** EXERCISE DATA follows **
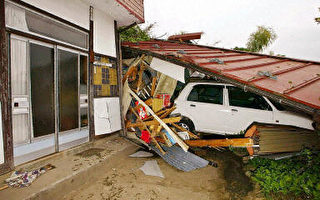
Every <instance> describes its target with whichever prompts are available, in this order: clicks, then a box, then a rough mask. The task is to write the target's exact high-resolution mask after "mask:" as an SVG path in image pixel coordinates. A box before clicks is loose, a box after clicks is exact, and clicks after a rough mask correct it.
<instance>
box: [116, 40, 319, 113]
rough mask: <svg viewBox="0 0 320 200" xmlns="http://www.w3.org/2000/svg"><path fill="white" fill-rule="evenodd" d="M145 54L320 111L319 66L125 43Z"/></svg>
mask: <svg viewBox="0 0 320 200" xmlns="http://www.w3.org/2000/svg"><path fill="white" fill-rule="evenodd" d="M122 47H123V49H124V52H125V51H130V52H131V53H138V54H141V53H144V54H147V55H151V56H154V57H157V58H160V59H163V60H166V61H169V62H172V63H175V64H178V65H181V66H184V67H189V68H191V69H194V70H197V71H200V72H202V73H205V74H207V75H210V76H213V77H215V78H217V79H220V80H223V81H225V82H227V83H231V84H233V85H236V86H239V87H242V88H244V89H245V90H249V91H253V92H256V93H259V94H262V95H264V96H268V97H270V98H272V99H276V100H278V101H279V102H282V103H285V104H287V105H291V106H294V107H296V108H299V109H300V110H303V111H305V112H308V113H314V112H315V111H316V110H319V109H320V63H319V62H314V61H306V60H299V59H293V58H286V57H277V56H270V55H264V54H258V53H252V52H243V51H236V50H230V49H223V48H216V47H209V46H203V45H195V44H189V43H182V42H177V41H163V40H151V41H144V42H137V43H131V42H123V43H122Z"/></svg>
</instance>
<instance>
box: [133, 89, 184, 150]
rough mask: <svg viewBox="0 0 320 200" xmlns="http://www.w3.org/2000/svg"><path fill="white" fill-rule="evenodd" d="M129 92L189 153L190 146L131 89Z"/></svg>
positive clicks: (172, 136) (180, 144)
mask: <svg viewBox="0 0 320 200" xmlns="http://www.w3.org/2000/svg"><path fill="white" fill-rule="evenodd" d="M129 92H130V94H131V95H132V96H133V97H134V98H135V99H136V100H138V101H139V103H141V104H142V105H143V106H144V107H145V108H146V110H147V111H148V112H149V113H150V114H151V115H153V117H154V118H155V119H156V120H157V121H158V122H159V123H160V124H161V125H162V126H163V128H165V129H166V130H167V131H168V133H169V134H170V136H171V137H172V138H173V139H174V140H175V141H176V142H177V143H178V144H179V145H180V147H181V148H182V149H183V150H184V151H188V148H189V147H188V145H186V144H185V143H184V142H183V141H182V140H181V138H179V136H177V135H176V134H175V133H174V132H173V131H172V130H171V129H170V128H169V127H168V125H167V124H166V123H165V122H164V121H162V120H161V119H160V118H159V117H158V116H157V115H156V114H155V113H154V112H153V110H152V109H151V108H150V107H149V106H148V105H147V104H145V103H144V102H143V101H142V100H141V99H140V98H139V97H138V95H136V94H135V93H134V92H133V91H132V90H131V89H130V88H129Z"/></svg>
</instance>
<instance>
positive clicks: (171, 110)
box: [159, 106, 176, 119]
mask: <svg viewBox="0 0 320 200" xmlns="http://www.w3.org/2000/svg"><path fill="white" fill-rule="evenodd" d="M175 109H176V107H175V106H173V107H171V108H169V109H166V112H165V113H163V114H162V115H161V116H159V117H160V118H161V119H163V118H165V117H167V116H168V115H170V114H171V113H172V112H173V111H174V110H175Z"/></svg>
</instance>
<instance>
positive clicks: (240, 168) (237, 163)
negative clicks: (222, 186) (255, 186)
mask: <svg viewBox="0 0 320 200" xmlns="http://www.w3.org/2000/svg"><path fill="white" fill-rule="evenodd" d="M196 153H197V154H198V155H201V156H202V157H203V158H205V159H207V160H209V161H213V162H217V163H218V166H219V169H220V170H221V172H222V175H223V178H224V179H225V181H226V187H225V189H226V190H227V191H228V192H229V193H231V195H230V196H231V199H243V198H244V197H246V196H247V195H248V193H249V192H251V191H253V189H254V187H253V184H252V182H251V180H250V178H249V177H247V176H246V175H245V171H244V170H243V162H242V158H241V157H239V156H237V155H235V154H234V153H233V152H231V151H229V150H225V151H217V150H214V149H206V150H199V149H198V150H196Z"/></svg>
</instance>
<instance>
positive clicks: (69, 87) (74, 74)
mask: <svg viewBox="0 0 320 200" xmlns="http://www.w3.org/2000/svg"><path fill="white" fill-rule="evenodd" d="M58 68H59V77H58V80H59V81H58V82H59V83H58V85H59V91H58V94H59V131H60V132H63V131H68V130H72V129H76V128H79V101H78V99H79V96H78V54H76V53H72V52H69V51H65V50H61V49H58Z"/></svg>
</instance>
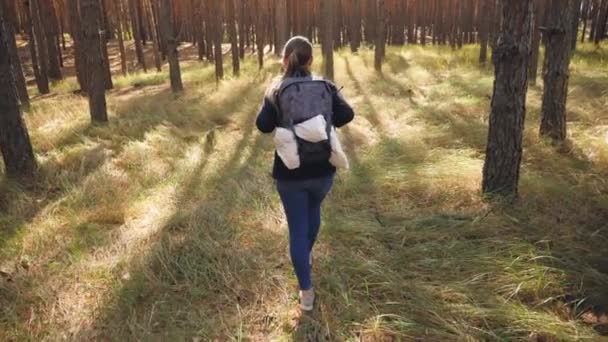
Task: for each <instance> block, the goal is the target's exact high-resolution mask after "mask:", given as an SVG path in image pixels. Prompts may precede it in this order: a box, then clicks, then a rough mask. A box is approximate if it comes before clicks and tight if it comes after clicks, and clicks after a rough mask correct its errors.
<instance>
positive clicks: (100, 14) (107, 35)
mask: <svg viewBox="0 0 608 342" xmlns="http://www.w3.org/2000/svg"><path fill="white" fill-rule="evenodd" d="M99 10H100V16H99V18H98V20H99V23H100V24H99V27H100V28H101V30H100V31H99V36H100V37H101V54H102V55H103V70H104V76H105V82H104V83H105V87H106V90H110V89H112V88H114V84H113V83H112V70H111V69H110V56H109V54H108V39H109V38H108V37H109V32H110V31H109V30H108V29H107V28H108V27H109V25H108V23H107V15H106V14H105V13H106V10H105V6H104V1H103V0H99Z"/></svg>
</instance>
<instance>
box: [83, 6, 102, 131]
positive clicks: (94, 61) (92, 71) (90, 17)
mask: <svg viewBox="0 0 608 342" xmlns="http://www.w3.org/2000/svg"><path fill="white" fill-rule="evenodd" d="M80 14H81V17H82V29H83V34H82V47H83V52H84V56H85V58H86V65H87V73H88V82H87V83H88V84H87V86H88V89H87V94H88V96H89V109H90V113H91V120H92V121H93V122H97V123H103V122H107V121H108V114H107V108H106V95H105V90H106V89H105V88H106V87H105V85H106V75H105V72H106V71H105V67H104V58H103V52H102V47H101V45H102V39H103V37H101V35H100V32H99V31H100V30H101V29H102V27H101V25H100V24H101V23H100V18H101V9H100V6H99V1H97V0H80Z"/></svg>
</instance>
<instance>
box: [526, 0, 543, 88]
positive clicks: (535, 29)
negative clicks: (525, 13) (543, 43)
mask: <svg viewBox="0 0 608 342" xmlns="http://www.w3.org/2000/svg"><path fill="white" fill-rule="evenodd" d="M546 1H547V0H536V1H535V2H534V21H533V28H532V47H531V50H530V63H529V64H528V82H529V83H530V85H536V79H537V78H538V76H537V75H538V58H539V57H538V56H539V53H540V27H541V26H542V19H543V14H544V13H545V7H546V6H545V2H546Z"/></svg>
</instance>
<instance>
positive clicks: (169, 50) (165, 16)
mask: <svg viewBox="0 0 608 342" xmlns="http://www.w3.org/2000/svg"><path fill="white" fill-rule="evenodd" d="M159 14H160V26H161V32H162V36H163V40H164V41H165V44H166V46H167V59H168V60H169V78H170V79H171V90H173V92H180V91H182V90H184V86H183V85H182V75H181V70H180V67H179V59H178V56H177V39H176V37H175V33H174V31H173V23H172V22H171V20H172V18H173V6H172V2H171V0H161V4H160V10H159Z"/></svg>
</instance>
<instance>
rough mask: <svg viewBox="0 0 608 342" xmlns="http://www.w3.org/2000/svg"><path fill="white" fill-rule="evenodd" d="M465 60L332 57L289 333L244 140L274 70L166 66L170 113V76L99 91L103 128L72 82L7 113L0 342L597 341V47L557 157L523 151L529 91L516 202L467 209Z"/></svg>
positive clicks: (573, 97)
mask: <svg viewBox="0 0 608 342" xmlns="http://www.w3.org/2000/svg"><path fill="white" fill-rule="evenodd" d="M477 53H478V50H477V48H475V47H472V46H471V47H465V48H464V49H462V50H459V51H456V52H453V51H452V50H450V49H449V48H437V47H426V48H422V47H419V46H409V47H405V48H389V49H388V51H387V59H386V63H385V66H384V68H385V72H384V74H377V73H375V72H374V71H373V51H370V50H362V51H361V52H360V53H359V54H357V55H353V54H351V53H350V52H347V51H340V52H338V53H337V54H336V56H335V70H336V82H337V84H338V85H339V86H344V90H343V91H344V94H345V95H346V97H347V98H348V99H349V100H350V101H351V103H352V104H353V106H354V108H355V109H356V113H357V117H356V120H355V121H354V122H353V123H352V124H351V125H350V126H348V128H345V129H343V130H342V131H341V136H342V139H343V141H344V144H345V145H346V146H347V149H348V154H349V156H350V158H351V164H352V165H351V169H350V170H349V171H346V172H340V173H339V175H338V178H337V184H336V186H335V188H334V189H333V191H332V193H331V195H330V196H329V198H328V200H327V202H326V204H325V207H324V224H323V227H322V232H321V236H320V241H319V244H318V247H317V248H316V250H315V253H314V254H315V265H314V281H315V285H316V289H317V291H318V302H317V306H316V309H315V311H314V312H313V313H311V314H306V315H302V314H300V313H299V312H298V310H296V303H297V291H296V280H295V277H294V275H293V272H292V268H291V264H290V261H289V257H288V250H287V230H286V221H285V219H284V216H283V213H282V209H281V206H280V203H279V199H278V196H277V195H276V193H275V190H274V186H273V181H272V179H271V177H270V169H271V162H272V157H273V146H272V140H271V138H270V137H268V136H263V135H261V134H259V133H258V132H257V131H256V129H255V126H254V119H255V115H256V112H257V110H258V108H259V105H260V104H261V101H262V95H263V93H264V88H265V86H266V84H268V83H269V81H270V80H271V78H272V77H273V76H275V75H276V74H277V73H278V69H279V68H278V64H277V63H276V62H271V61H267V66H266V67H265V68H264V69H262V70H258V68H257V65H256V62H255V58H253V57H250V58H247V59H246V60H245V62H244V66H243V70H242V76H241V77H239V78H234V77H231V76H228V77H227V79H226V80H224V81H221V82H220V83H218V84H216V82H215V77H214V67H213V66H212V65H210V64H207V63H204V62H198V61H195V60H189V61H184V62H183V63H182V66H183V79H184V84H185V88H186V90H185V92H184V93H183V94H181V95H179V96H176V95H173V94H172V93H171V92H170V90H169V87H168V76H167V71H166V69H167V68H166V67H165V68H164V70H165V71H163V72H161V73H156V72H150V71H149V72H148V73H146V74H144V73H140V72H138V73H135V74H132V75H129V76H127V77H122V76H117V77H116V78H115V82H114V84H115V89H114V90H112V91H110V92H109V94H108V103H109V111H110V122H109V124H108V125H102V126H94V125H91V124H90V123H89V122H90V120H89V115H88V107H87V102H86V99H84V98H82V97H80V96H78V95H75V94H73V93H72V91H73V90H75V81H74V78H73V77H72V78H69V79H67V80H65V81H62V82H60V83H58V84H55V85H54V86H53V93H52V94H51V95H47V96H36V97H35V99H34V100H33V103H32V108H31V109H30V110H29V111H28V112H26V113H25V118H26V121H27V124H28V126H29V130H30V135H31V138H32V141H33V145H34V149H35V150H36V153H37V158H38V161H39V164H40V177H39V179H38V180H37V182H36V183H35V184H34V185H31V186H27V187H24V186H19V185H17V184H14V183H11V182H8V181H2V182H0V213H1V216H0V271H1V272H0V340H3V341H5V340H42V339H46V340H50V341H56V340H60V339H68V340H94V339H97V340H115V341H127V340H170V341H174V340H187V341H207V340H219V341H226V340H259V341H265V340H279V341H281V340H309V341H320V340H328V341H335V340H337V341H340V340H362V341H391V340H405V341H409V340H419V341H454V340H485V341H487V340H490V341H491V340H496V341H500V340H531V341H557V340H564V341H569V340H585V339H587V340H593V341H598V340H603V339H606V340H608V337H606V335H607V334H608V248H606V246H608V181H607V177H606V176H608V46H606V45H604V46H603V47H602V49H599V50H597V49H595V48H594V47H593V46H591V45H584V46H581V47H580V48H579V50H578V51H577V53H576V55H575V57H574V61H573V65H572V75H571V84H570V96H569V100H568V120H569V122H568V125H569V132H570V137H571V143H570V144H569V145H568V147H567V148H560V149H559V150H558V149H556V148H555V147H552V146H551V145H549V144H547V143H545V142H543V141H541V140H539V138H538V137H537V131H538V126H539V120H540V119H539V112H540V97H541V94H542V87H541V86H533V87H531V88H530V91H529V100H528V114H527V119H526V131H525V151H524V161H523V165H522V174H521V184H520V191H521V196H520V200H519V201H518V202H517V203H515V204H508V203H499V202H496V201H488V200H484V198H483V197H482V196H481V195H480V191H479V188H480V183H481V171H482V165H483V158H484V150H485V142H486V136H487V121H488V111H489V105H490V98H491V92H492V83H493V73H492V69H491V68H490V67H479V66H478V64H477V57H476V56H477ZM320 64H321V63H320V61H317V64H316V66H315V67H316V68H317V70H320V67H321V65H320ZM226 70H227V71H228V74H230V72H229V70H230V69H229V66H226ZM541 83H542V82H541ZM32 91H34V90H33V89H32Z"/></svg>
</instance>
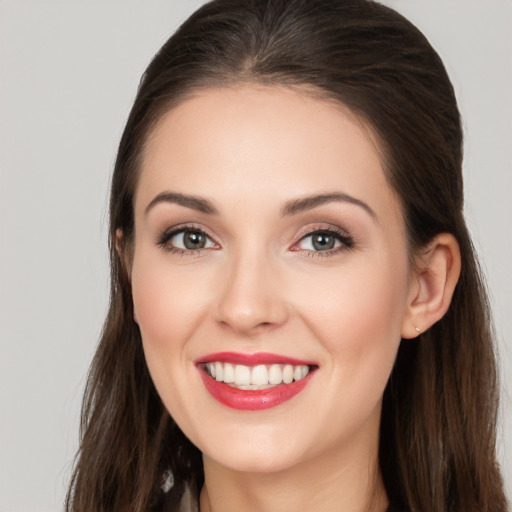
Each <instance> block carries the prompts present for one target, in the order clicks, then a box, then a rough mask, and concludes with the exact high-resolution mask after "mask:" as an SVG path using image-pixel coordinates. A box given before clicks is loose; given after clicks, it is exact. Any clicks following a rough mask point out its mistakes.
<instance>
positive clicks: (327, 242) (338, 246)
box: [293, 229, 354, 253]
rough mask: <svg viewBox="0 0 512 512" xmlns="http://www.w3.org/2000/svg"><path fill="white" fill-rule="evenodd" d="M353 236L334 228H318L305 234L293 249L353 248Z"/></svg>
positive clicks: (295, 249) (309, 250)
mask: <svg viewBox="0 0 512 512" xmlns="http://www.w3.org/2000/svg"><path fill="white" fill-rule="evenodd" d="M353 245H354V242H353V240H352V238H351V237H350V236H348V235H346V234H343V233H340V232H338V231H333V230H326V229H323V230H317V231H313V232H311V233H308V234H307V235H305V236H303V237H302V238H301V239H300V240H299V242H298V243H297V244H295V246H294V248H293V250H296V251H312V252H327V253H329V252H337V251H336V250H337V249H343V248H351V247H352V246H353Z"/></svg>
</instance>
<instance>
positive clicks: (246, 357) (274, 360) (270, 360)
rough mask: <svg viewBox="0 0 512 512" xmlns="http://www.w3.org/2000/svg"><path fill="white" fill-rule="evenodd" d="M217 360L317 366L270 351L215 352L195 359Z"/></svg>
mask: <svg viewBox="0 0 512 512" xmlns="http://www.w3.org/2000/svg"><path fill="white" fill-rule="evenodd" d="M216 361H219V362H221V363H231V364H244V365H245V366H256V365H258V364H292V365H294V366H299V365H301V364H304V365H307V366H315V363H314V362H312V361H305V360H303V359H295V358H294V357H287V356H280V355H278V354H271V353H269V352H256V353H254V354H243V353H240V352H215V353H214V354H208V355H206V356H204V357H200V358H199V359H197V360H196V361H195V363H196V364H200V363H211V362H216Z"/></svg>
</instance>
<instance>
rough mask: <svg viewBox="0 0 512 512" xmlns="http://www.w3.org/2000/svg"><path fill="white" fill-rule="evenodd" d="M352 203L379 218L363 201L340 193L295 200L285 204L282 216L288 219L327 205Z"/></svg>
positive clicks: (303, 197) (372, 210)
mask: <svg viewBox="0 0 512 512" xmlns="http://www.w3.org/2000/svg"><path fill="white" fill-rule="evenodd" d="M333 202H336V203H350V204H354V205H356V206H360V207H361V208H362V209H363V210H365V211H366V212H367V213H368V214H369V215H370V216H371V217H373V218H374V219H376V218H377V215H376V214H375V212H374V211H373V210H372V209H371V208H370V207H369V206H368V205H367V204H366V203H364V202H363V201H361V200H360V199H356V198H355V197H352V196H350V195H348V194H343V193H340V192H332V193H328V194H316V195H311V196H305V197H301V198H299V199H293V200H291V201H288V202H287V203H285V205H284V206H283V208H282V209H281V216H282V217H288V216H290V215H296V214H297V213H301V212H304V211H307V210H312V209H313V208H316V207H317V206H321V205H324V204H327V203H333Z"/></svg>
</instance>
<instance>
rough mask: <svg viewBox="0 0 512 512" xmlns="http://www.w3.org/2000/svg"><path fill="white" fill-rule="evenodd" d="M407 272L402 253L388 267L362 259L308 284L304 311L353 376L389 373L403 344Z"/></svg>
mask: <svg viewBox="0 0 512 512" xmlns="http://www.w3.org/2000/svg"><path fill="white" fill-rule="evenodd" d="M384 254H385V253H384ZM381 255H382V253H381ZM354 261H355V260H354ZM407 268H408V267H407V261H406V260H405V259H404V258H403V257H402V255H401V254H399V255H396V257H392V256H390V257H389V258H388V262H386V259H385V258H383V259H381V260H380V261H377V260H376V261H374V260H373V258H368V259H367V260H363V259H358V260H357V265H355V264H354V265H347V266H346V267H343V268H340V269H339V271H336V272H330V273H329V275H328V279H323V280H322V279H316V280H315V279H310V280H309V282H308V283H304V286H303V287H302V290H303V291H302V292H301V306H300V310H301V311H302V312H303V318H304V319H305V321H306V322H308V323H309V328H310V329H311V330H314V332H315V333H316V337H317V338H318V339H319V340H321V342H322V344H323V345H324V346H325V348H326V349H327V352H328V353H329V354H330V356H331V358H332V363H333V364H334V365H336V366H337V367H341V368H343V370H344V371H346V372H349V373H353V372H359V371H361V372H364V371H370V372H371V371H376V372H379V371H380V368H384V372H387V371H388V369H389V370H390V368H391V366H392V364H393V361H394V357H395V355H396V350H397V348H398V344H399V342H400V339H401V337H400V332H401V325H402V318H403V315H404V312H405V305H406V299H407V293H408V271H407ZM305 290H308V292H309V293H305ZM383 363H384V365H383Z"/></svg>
** End of EXERCISE DATA **
## ACTION ITEM
Gather every line of the data above that contains the word "negative" and copy each one out in full.

## SOLUTION
negative clicks: (222, 186) (255, 186)
negative clicks: (525, 13) (543, 43)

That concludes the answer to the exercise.